Il caso di Shamima Begum, tra diritto di cittadinanza e sicurezza nazionale

Shamima Begum Siria

Il 26 febbraio 2021, con una sentenza destinata a far discutere, la Corte Suprema inglese ha deciso di revocare la cittadinanza britannica ed impedire il ritorno nel Regno Unito alla ventunenne Shamima Begum, attualmente detenuta in una campo profughi in Siria.

La storia di Shamima parte in Inghilterra, paese dove è nata ed è stata cresciuta dalla famiglia di origine bengalese. Nel 2015 a soli quindici anni, insieme a due compagne di classe anch’esse minorenni, Shamima ha abbandonato la propria vita e il proprio paese decidendo di unirsi ai combattenti dell’Isis.

La storia di Shamima Begum

Partendo dall’aeroporto di Londra e passando per la Turchia, grazie ad una calcolata organizzazione in rete con altri militanti, Shamima e le sue compagne sono giunte prima in Iraq e poi in Siria per unirsi alle forze di Daesh. Dieci giorno dopo l’arrivo, Shamima ha sposato il foreign fighter Yago Riedijk, olandese convertitosi all’islam presente in Siria dall’anno precedente, con il quale ha avuto tre figli, oggi tutti deceduti. Dopo la fuga delle tre ragazze nel 2015, le forze governative inglesi si erano pronunciate speranzose per il rientro delle giovani cittadine, tuttavia di loro si sono perse velocemente le tracce.

### Righe del dataset sulla posizione degli oggetti
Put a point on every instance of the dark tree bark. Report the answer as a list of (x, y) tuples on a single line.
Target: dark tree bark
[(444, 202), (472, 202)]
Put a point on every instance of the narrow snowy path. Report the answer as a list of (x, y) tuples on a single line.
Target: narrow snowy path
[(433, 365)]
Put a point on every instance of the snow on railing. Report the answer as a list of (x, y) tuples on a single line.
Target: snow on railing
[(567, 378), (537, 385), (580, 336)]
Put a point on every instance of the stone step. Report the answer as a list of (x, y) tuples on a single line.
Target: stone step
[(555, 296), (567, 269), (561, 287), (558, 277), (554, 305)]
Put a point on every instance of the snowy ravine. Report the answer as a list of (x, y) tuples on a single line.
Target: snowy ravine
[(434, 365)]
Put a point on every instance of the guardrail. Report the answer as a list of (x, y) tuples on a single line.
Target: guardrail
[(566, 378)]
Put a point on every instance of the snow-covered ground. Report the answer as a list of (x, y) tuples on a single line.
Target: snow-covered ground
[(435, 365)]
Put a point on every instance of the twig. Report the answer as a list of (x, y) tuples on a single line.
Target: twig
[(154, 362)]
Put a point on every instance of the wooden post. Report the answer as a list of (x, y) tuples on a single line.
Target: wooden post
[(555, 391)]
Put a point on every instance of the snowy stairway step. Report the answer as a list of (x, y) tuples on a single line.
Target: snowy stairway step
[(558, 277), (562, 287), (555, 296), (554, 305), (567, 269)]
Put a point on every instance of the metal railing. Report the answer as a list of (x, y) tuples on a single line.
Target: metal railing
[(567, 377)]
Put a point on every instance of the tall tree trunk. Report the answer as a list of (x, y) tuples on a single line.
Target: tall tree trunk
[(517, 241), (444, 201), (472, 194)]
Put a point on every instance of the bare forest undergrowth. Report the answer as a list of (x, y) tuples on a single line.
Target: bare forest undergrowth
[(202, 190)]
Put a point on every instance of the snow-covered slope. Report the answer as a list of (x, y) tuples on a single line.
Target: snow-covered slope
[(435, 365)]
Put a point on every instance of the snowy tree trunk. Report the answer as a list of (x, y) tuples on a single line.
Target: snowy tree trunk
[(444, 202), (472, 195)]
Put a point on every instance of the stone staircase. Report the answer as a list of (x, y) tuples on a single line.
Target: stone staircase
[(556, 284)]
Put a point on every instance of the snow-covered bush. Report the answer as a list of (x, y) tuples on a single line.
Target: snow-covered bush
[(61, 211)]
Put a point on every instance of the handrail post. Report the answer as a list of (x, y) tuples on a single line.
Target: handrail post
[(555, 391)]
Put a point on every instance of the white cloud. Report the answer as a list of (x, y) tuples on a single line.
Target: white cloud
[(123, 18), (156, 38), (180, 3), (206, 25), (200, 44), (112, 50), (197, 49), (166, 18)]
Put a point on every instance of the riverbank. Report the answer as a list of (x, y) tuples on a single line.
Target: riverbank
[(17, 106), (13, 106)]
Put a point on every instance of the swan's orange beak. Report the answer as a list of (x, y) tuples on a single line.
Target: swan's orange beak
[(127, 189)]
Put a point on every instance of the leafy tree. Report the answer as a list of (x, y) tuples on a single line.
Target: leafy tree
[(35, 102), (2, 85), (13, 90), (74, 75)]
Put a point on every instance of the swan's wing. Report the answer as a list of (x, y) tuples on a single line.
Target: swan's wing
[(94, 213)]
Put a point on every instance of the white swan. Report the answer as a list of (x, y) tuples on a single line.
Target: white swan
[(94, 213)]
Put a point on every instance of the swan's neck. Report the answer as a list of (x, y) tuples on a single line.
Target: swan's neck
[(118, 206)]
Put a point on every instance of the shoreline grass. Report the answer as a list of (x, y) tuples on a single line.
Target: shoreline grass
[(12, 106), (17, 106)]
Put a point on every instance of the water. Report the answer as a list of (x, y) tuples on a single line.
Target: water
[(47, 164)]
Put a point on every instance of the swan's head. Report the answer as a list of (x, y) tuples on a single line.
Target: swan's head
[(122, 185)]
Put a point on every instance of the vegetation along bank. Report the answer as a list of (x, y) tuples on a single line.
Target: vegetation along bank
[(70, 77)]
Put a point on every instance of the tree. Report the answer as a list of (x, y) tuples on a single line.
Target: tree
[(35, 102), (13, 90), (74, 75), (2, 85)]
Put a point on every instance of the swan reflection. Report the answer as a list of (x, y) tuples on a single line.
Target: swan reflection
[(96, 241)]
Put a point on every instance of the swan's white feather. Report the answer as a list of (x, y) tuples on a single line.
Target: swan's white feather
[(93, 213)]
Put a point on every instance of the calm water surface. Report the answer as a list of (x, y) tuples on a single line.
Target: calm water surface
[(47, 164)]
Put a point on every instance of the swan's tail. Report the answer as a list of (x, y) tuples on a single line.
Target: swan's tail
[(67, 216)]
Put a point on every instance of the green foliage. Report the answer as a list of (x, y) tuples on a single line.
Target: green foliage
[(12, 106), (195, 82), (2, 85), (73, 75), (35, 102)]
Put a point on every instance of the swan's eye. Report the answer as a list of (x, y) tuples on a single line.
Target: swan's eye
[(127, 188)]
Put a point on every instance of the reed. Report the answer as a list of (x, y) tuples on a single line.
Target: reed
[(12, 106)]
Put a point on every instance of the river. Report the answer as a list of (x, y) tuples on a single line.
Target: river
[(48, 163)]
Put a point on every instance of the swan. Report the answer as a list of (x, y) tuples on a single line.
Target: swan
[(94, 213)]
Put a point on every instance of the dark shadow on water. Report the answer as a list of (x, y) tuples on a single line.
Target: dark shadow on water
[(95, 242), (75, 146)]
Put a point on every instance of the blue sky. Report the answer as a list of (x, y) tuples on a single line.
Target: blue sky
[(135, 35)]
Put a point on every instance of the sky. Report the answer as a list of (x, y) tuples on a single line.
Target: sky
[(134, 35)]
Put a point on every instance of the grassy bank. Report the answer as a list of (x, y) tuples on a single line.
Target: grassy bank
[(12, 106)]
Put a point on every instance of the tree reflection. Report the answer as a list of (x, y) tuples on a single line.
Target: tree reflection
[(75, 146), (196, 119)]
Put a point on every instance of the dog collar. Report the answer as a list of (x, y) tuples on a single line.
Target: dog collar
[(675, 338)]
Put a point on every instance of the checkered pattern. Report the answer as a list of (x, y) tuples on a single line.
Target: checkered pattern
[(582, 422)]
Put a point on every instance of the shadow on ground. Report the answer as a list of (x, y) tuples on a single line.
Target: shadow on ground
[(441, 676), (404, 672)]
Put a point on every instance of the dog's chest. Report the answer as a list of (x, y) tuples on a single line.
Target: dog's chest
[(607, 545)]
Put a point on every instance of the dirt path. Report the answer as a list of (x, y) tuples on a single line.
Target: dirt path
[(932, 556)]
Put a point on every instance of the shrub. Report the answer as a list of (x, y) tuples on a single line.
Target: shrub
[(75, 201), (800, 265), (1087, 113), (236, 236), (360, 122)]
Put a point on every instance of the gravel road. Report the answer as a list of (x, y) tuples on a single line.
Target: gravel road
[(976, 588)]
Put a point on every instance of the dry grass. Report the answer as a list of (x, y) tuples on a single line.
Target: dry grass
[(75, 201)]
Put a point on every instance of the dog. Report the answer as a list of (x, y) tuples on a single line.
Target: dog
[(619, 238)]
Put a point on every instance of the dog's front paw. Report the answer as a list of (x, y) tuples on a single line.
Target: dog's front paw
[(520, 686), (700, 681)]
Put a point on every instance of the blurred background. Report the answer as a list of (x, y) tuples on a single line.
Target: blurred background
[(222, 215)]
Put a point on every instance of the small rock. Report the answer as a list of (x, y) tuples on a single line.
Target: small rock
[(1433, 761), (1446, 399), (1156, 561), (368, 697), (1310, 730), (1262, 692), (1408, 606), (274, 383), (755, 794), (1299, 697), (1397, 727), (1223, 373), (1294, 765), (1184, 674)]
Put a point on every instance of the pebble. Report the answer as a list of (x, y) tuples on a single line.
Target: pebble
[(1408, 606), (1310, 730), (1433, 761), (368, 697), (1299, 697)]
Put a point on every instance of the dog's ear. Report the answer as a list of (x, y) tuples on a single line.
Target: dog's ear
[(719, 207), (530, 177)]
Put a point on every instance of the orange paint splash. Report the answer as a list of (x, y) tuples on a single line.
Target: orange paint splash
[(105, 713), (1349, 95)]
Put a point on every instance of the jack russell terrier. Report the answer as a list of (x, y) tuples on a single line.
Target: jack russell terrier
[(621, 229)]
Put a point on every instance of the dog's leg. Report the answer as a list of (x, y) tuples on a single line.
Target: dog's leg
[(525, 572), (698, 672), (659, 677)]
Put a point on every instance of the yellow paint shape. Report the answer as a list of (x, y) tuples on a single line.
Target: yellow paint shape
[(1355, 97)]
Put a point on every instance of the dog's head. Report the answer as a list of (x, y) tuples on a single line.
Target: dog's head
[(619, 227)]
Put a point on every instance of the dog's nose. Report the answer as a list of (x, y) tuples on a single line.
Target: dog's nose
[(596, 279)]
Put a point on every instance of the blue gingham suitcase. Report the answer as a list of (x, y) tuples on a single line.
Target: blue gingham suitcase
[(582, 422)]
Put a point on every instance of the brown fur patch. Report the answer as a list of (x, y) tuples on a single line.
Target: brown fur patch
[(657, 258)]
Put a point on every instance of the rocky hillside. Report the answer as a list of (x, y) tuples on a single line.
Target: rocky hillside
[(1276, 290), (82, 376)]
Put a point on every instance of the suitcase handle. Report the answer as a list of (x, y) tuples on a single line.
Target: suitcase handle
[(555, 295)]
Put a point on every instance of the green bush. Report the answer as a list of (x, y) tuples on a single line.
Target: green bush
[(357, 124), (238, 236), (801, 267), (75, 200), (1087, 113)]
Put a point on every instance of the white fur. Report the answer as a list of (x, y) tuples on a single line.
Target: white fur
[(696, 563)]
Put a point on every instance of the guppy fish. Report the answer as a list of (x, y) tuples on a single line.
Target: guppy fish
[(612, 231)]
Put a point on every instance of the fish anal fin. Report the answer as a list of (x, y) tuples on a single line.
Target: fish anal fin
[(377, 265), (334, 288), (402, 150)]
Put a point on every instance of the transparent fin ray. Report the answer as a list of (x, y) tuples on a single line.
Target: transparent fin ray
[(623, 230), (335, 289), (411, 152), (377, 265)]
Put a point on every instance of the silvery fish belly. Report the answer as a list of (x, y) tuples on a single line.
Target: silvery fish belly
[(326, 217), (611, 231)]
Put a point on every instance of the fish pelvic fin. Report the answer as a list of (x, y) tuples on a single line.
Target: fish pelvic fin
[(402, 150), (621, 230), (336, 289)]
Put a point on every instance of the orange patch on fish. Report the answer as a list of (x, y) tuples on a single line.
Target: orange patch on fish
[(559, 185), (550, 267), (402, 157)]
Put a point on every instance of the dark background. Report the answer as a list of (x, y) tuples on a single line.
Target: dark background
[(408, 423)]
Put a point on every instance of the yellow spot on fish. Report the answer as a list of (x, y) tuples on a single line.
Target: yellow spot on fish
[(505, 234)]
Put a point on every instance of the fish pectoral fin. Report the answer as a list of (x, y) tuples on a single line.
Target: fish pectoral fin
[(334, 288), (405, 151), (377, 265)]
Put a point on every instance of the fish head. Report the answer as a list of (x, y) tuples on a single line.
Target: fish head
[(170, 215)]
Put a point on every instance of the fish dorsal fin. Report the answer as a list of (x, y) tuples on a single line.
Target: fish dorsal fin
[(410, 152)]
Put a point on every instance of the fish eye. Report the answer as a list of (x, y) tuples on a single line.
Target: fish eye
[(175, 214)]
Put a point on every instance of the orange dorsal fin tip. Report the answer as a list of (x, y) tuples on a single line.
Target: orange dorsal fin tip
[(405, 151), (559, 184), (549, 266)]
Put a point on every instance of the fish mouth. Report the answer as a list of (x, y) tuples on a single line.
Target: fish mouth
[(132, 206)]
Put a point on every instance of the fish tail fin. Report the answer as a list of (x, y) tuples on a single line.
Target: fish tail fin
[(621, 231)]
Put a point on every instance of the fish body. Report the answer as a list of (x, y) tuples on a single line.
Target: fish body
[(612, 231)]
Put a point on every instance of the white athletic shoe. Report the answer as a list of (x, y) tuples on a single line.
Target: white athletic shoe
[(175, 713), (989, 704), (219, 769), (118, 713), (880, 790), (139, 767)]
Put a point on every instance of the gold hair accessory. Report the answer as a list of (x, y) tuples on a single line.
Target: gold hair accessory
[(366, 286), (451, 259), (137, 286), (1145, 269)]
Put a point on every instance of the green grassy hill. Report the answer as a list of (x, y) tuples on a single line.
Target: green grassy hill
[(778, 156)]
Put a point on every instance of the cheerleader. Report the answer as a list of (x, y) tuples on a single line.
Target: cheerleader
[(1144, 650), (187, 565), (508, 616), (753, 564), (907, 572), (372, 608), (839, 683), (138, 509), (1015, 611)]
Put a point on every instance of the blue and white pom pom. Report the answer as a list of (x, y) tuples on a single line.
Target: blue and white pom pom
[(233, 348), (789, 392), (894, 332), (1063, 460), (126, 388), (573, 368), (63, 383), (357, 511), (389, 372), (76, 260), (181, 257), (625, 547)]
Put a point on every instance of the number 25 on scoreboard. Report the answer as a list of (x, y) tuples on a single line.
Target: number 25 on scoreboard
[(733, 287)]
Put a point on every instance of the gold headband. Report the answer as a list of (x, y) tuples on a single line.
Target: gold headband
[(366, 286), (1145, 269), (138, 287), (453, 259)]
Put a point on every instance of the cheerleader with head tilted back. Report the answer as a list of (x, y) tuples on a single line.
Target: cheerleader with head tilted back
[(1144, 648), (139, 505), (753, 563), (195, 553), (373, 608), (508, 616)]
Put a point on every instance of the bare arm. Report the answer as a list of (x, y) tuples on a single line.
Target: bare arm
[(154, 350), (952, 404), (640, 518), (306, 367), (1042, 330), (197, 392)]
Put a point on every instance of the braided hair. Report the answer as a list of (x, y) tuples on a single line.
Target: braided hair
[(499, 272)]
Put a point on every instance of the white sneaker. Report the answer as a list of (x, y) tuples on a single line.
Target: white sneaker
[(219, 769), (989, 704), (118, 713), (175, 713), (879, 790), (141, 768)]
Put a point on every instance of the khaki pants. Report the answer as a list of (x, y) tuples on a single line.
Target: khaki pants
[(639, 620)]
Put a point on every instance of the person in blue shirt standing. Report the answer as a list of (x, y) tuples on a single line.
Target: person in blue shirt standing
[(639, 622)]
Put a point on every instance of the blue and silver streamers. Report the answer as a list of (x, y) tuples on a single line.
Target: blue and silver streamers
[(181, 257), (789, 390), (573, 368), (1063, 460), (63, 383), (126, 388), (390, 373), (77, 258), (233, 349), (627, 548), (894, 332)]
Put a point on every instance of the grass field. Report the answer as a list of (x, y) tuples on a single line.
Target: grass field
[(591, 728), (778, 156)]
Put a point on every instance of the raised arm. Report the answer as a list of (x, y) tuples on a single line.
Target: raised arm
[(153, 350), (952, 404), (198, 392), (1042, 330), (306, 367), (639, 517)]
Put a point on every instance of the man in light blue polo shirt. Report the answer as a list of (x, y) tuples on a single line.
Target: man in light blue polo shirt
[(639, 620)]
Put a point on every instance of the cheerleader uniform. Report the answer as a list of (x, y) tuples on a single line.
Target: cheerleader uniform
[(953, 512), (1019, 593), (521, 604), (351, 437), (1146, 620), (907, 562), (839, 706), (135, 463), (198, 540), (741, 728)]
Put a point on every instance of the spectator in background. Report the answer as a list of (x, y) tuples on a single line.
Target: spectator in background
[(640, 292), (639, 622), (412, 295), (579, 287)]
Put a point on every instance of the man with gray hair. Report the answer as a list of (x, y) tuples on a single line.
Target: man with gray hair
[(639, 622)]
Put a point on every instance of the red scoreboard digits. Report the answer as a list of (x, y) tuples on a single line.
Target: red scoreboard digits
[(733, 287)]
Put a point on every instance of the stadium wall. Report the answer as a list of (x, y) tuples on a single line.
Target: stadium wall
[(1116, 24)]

### ESERCIZI
[1] Seleziona e copia tutte le righe delle voci in cui compare la stringa "braided".
[2] Prosegui l'articolo sul caso di Shamima Begum dopo la sua ultima frase.
L'articolo sul caso di Shamima Begum e le voci non hanno alcun legame tra loro.

### RISPOSTE PER ESERCIZIO
[1]
Put a point on every instance of the braided hair. Report the answer as a list of (x, y) tuples on a single line.
Target: braided hair

[2]
Le prime notizie di Shamima Begum si hanno nel 2019, quando un giornalista britannico del Times la rintraccia in un campo profughi siriano, incinta del terzo figlio.  A seguito della caduta della città di Al-Baghuz Fawquani, ultima roccaforte dell’Isis in Siria orientale, Shamima si era ritrovata prigioniera delle forze democratiche siriane, che gestiscono prigioni e campi di detenzione per i combattenti nemici rimasti in vita e per le famiglie dell’Isis. Già in quella prima occasione, come anche pochi giorni dopo durante un’intervista rilasciata per la BBC, Shamima aveva espresso il desiderio di ritornare in Inghilterra per poter crescere il figlio in arrivo.

La revoca della cittadinanza e la battaglia legale di Shamima Begum

La giovane, quando inizialmente interpellata circa le proprie azioni e i crimini commessi dopo essersi unita all’Isis, non ha espresso rimorso né si è dissociata dagli ideali promossi dall’organizzazione: per questo motivo, nel febbraio del  2019, il segretario di stato Sajid Javid ha deciso di revocarle la cittadinanza inglese, rendendola sostanzialmente apolide.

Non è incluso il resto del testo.